From the listing below, please restate exactly the lines beginning at the one with "drop a point: the flowering shrub" and ending at the one with "drop a point: the child skier", both included, and skip the pictures.
▬▬▬
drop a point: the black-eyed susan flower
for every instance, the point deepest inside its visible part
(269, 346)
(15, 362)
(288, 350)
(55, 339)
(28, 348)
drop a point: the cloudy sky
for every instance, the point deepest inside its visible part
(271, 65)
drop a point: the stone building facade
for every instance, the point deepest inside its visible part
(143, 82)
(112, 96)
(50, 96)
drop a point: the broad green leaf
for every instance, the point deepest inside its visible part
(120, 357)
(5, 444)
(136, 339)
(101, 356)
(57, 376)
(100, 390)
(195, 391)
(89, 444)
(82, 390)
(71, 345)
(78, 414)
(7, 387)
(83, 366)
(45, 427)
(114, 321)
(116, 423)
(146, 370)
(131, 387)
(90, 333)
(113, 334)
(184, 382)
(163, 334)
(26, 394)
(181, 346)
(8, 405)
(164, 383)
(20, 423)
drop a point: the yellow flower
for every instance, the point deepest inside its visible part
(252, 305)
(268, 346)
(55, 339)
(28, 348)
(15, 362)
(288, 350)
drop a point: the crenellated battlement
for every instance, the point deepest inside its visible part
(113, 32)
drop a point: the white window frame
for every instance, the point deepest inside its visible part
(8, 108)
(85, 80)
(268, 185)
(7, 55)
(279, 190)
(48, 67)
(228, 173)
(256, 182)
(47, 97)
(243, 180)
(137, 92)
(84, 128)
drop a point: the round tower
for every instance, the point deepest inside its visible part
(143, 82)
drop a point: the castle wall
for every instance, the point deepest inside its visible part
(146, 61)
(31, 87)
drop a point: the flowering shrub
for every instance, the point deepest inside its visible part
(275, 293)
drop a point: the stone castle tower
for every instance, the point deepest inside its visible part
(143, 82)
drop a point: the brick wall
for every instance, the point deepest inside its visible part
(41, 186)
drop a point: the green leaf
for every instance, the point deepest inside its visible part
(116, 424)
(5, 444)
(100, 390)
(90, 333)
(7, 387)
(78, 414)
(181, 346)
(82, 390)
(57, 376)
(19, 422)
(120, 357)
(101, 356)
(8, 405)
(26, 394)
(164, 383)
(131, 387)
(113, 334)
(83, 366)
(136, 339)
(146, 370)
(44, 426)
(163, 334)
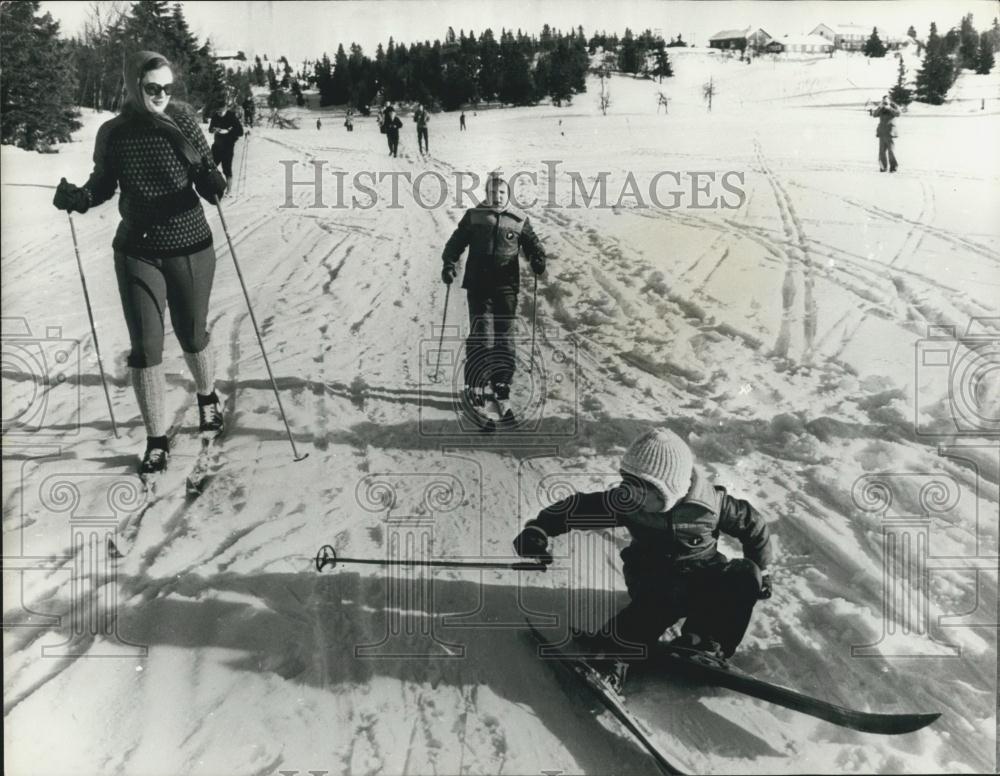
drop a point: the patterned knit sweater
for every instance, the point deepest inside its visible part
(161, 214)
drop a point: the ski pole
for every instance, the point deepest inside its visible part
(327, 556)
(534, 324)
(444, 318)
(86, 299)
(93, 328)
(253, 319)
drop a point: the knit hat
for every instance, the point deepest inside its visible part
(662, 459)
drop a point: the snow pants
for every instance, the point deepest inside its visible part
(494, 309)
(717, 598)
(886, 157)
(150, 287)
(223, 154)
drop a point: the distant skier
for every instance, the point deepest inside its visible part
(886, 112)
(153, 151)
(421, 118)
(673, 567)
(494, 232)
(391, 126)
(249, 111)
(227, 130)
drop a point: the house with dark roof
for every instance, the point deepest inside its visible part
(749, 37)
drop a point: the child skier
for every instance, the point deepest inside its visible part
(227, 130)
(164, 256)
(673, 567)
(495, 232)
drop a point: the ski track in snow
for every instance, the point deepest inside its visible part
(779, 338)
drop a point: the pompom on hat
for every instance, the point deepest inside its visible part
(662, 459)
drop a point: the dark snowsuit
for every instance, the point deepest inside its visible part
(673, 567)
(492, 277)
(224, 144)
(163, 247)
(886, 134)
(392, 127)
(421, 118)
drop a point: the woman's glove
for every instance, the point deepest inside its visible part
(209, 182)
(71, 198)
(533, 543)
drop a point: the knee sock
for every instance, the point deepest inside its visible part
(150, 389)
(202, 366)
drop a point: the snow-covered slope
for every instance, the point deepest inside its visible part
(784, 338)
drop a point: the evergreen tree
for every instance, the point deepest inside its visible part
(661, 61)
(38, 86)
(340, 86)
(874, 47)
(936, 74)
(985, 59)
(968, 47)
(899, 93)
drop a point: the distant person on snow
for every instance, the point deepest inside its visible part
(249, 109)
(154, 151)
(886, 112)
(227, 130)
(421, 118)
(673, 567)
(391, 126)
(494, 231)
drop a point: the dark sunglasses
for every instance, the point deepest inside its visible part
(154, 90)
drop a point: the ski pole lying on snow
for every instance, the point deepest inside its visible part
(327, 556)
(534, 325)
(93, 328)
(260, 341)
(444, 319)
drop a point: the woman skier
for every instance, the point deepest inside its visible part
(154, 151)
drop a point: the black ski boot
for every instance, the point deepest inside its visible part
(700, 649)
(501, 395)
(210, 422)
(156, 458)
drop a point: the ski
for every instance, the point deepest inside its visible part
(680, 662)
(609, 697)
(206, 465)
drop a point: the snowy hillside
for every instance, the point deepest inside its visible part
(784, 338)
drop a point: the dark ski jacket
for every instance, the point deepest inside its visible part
▬▬▬
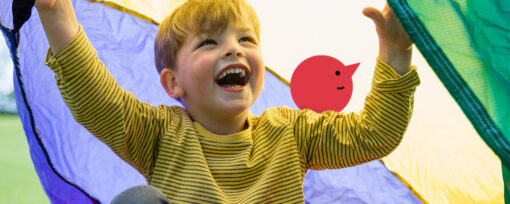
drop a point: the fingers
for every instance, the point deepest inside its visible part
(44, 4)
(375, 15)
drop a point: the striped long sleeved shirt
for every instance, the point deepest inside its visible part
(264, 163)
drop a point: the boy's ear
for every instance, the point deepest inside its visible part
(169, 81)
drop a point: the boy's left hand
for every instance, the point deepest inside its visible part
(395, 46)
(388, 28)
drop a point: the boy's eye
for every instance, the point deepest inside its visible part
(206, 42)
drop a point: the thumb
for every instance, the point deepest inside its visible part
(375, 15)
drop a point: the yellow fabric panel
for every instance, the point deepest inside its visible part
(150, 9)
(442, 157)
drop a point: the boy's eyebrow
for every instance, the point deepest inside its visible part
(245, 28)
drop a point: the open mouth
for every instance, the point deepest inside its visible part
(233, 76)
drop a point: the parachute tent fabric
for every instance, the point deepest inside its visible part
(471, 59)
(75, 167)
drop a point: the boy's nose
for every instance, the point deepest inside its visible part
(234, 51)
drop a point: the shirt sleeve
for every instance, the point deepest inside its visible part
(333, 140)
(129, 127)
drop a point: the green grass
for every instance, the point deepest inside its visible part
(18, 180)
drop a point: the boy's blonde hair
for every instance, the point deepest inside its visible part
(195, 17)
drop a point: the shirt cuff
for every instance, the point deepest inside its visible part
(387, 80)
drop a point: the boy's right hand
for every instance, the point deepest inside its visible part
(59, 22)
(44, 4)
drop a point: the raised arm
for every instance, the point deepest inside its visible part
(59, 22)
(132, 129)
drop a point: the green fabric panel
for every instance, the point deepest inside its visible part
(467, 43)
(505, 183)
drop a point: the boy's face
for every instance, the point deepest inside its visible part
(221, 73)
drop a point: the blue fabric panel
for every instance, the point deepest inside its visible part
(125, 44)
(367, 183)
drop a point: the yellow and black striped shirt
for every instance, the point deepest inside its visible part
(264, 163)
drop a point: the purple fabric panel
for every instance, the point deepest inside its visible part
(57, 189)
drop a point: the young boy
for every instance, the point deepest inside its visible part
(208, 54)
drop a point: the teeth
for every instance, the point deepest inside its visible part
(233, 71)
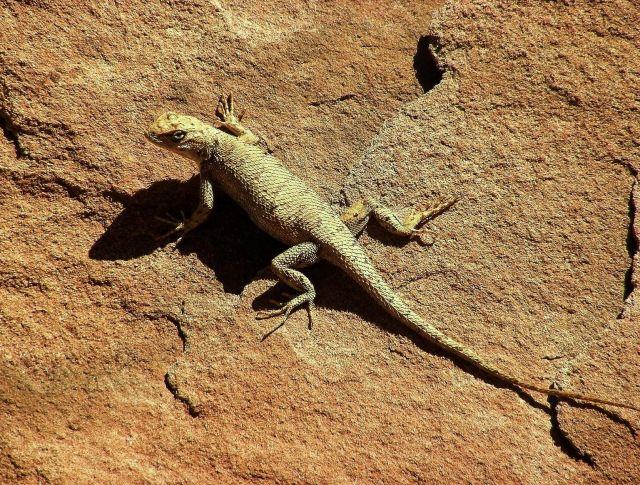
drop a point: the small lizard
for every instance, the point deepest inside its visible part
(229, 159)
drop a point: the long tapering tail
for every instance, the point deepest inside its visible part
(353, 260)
▬▬▬
[Result below]
drop a point: the flowering shrub
for every instance, the point deepest inside its visible part
(275, 293)
drop a point: the stone castle tower
for every instance, the point deepest inside its visible part
(143, 82)
drop a point: the brick wall
for every instance, the point deepest inside its visible part
(41, 186)
drop a point: the green leaf
for every instance, the point deepest inside its visible part
(116, 424)
(5, 444)
(100, 390)
(90, 333)
(7, 387)
(78, 414)
(181, 346)
(82, 390)
(57, 376)
(19, 422)
(120, 357)
(101, 356)
(8, 405)
(26, 394)
(164, 383)
(131, 387)
(113, 334)
(83, 366)
(136, 339)
(146, 370)
(44, 426)
(163, 334)
drop a point: the patterned knit sweater
for every instance, the point deepest inside its visible part
(161, 214)
drop a point: the ski pole
for every instance, the point deepest inside its visible part
(327, 556)
(534, 324)
(444, 318)
(86, 299)
(93, 328)
(253, 319)
drop a point: the knit hat
for every instance, the point deepest inside its visible part
(662, 459)
drop a point: the snow pants
for every instance, the point deepest inside its visible part
(494, 309)
(717, 598)
(886, 157)
(150, 287)
(223, 154)
drop a point: the distant skier
for every instance, the point deepest inside its visible part
(886, 112)
(153, 151)
(421, 118)
(673, 567)
(494, 232)
(391, 126)
(249, 111)
(227, 130)
drop a point: the house with dark roof
for every instance, the point deepest inside its visible part
(749, 37)
drop a point: the child skier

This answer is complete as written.